_Brano scelto:_
▼▼▼
Il Club Fitness invita alla visita della propria struttura offrendo una consulenza gratuita strutturata su un colloquio personale e un’analisi funzionale. Il colloquio si svolge con un personal trainer specializzato in problemi legati al soprappeso, con cui il potenziale iscritto può condividere la propria storia, raccontando la sua salute presente e passata, gli obiettivi personali, i tentativi falliti e può porre qualsiasi domanda per quanto riguarda il fitness, l’alimentazione e il club. Al colloquio segue una parte di valutazione funzionale tramite una serie di test fra cui la misurazione della composizione corporea, delle circonferenze, del BMI e valutazioni biomeccaniche, per inquadrare il livello di fitness e definire un punto di partenza, qualora il soggetto decida di iscriversi al club. Se si iscrive, con le informazioni e i risultati ottenuti, il team di professionisti crea un programma di allenamento che include:
- allenamento della forza muscolare;
- allenamento cardio-respiratorio;
- flessibilità e balance.
Inoltre viene sviluppato un programma nutrizionale che non è una dieta, ma che deve insegnare a mangiare, educando la persona ai concetti di equilibrio, valori nutrizionali, alimentazione salutare.
Last, but not least, ogni iscritto è seguito da personal trainer che lo accompagneranno lungo tutto il suo percorso, fornendo consigli e supporto motivazionale sia con lezioni one-to-one che a piccoli gruppi (fino a un massimo di 5 componenti).
▲▲▲
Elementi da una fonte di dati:
▼▼▼
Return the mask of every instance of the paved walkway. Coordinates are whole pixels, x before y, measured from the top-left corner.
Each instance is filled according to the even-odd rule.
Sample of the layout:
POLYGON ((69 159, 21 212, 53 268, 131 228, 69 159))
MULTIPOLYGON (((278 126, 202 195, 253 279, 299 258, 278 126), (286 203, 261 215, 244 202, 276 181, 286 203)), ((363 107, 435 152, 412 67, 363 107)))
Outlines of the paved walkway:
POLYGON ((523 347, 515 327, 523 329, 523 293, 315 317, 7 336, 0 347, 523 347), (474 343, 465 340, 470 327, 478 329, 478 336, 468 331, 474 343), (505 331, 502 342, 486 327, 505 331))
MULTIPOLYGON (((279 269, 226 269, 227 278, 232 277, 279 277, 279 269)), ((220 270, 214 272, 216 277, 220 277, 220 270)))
▲▲▲
_Obiettivo dell'esercizio:_ Secondo il brano sul Club Fitness, a che cosa servono i test della valutazione funzionale che seguono il colloquio? Rispondi in una o due frasi.

_Soluzione:_ I test, tra cui la misurazione della composizione corporea, delle circonferenze e del BMI e le valutazioni biomeccaniche, servono a inquadrare il livello di fitness della persona. Permettono anche di definire un punto di partenza, qualora decida di iscriversi al club.